— start SUPPLIED ENTRIES —

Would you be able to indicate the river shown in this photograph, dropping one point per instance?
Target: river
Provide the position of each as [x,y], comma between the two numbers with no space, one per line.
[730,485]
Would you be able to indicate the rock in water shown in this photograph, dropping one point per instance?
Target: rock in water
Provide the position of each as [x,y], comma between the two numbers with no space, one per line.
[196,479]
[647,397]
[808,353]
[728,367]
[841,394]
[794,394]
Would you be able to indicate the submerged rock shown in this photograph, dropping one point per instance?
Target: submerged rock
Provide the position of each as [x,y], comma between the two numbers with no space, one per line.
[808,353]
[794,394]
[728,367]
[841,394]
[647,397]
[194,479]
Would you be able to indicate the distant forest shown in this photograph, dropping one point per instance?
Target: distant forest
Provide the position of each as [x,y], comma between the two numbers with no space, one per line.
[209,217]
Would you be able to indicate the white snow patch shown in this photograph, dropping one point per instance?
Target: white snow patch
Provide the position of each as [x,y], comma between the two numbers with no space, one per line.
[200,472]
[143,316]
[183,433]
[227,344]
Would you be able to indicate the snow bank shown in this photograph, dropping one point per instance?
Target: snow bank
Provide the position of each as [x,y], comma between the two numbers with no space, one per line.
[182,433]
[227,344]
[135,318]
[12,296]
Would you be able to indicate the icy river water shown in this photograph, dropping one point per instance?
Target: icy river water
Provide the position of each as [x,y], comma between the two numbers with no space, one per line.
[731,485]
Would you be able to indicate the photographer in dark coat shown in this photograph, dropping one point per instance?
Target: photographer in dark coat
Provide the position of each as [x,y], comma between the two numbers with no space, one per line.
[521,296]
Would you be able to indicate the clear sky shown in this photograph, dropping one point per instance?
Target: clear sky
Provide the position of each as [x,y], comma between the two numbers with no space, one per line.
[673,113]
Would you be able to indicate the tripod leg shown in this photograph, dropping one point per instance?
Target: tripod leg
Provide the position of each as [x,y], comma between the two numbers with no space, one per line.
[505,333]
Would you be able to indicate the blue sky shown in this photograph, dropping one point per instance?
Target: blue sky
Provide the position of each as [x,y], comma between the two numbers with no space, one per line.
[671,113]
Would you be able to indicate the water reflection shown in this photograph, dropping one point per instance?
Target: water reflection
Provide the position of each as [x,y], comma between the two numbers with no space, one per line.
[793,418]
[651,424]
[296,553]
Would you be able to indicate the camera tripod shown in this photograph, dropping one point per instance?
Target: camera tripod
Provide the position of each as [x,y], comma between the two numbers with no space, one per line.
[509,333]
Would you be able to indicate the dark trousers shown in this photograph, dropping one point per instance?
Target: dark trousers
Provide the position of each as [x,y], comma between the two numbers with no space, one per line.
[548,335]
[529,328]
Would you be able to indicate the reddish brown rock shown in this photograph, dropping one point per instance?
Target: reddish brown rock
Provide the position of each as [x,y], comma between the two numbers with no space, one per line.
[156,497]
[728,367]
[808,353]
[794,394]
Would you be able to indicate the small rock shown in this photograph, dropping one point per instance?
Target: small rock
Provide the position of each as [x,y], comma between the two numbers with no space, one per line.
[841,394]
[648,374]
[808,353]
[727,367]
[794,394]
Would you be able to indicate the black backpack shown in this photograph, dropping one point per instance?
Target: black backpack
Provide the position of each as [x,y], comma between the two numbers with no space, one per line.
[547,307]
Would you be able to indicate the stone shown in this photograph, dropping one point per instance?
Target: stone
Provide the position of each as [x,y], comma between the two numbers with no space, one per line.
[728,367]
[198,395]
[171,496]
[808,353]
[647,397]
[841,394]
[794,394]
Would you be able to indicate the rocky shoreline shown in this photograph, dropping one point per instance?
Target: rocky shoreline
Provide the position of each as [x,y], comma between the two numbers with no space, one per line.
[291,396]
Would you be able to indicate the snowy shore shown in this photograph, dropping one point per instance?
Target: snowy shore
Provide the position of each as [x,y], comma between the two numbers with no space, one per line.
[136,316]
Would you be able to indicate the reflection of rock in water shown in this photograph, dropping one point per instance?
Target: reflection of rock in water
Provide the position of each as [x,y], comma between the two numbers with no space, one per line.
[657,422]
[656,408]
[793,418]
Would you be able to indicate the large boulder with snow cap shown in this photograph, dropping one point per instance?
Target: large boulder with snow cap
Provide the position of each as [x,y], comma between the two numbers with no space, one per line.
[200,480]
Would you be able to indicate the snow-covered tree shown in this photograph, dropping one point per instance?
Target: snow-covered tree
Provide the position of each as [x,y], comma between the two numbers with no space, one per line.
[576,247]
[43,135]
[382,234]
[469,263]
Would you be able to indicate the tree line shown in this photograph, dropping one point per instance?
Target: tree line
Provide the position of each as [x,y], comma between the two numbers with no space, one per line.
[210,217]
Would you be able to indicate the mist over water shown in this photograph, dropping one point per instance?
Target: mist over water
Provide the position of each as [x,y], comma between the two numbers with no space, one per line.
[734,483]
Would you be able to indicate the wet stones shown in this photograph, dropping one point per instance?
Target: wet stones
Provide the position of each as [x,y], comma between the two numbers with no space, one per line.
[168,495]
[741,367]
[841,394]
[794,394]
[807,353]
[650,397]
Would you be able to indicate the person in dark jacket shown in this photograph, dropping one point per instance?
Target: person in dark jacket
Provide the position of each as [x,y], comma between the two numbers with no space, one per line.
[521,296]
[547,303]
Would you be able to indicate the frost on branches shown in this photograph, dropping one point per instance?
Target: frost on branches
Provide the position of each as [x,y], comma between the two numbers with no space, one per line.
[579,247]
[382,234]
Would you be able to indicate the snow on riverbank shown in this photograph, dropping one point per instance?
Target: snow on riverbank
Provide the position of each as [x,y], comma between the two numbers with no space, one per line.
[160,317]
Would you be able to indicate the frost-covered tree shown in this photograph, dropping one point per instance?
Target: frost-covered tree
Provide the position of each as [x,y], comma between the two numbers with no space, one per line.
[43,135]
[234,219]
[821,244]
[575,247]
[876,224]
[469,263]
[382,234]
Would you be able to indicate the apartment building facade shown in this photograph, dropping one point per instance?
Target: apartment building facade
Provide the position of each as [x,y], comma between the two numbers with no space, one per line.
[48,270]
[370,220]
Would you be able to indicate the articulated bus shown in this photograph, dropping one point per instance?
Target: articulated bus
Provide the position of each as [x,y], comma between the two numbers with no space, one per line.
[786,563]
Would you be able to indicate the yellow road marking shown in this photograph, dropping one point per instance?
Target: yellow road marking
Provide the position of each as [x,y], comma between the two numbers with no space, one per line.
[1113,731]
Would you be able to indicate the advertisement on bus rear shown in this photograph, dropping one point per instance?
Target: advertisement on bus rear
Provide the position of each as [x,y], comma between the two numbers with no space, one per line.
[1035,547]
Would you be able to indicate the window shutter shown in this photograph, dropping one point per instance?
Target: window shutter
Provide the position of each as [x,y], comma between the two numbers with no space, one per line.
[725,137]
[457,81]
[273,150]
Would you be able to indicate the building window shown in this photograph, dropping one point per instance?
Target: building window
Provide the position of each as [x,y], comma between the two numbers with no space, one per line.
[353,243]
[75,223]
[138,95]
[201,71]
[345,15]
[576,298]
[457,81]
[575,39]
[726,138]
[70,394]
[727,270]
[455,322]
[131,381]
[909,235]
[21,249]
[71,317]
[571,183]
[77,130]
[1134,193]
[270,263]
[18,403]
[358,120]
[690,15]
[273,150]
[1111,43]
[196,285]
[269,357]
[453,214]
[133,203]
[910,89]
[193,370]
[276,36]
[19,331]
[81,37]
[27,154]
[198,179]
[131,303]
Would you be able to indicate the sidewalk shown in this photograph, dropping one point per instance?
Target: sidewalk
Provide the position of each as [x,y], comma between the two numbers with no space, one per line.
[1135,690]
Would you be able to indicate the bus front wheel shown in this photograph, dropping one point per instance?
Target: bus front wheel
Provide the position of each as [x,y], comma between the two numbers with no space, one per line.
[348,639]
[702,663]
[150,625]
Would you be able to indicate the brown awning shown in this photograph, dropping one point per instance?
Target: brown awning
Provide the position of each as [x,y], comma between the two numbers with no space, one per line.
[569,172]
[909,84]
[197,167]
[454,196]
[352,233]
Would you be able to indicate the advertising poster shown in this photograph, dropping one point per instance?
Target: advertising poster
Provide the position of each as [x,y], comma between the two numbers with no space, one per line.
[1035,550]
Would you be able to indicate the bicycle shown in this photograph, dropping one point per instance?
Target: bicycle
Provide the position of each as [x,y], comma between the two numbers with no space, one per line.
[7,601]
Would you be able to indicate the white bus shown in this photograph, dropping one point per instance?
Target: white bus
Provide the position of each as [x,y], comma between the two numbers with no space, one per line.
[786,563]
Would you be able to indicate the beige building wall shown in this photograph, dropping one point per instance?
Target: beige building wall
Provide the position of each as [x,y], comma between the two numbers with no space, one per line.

— end SUPPLIED ENTRIES —

- [YOUR INSTRUCTIONS]
Exactly repeat the lines from the line that contains "Would you be able to indicate the brown" to the end of the entries, both included, and leave out all other lines.

- [FULL ANSWER]
Would you be able to indicate the brown awning shown in this photograph, dropping one point per instance?
Target: brown awning
Provide the position of each as [x,y], comma between the two numbers with no space, one per line.
[569,172]
[909,84]
[197,167]
[454,196]
[352,233]
Would you be able to indicate the advertising poster shown in this photograph, dropping one point per instance?
Target: advertising poster
Provide the position of each as [x,y], comma between the two numbers with no space, one per line.
[1035,550]
Would you be able to indicate the bicycle shown in this photograph, dropping one point per instance?
Target: bicycle
Provide the position of each as [x,y], comma between the two numbers with no space, one per line.
[7,601]
Would you be able to indicate the white bus shown in this photograph, dropping one point per instance?
Target: white bus
Provide the position of each as [x,y], comma between the two numbers with no space, one per line.
[786,563]
Would you be able to indicate the beige building wall shown in this photograph, dropping one point per instance?
Target: beige building wall
Provide the position of each as [x,y], comma between the two numbers with no space, one per line.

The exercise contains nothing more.